**Text section:**
[BEGIN]

Vinted Product Scraping & Post Reading
Purpose
Search the Vinted France (vinted.fr) catalog for a query and return a page of product listings (id, title, price, brand, size, condition, seller, photos, favourite/view counts, canonical URL), then optionally open any single listing and read its full "post" — the seller's free-text description plus structured attributes (condition, color, size, category, upload date, seller name + location). The product list comes from Vinted's public JSON catalog API; individual post details come from the server-rendered item page (ld+json + DOM). Read-only — never buys, messages a seller, makes an offer, or logs in. (Vinted's robots.txt permits search/discovery but explicitly prohibits automated transactions, cart, and checkout — this skill stays on the allowed side.)
When to Use
- Monitoring or bulk-collecting second-hand listings matching a query (e.g. "nike air max", a brand, a model).
- Price research / market scans across the catalog with filters (price range, sort order, brand, size).

[END]

**Aim:** In the Vinted scraping text, where do the details of a single listing come from?

**Given entries:**
[BEGIN]

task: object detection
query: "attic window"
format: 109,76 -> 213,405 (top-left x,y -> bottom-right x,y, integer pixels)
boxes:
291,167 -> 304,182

[END]

**The solution:** They come from the server-rendered item page (ld+json + DOM).